All entries below are to be set down again exactly as given.
..............................
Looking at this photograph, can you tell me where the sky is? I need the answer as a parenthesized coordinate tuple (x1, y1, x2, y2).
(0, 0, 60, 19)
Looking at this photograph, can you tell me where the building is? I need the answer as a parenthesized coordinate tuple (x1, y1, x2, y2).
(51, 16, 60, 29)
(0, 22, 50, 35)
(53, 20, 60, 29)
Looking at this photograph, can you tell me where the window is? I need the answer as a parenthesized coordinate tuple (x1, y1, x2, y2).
..............................
**Answer section**.
Looking at this photograph, can you tell me where the sky is? I need the answer as a parenthesized coordinate tuple (x1, y1, x2, y2).
(0, 0, 60, 19)
Looking at this photograph, can you tell me where the building is? I need the answer as a parenthesized coordinate tuple (x1, y1, x2, y2).
(51, 16, 60, 29)
(0, 22, 50, 35)
(53, 20, 60, 29)
Looking at this photograph, can you tell me where the window is? I need the answer as a parenthesized coordinate tuple (x1, y1, x2, y2).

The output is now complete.